** Start **

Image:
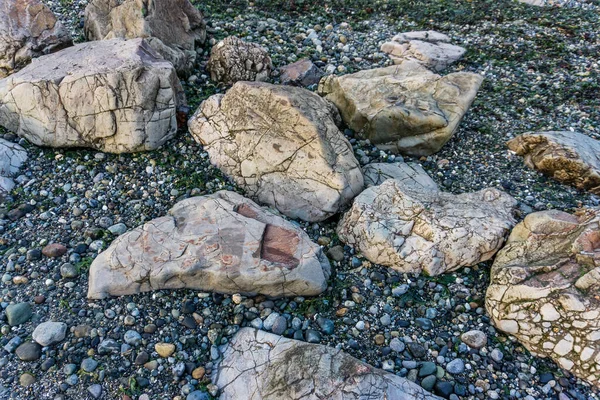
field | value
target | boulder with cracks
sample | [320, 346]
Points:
[222, 243]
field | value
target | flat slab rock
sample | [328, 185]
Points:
[257, 365]
[114, 96]
[282, 145]
[222, 243]
[544, 289]
[405, 108]
[28, 29]
[414, 230]
[569, 157]
[429, 48]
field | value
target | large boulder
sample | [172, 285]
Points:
[404, 108]
[544, 288]
[28, 29]
[172, 28]
[257, 365]
[222, 243]
[232, 60]
[115, 96]
[282, 145]
[414, 230]
[429, 48]
[569, 157]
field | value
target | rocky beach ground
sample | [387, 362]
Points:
[540, 68]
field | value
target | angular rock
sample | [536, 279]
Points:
[259, 365]
[429, 48]
[404, 108]
[427, 231]
[115, 96]
[544, 288]
[569, 157]
[232, 60]
[28, 29]
[221, 242]
[172, 28]
[282, 145]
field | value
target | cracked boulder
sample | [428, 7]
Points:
[28, 29]
[114, 96]
[257, 365]
[413, 230]
[405, 108]
[12, 157]
[429, 48]
[173, 28]
[221, 243]
[232, 60]
[544, 288]
[282, 145]
[569, 157]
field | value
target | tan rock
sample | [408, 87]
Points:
[28, 29]
[544, 286]
[404, 108]
[222, 243]
[115, 96]
[172, 28]
[282, 145]
[569, 157]
[414, 230]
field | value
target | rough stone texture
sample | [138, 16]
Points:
[282, 145]
[404, 108]
[408, 174]
[429, 48]
[569, 157]
[115, 96]
[221, 242]
[172, 28]
[232, 60]
[412, 230]
[12, 156]
[28, 29]
[544, 288]
[257, 365]
[301, 73]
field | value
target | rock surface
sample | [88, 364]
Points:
[404, 108]
[412, 230]
[259, 365]
[544, 286]
[282, 145]
[115, 96]
[28, 29]
[569, 157]
[232, 60]
[429, 48]
[172, 28]
[222, 243]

** End **

## Written request
List every line in the records that contains the word "target", copying each line in full.

## Output below
target | boulder with cracks
target | flat slab rock
target | large boulder
target | rocky beach ground
target | angular rock
target | cracked boulder
target | tan rock
target | rough stone texture
target | rock surface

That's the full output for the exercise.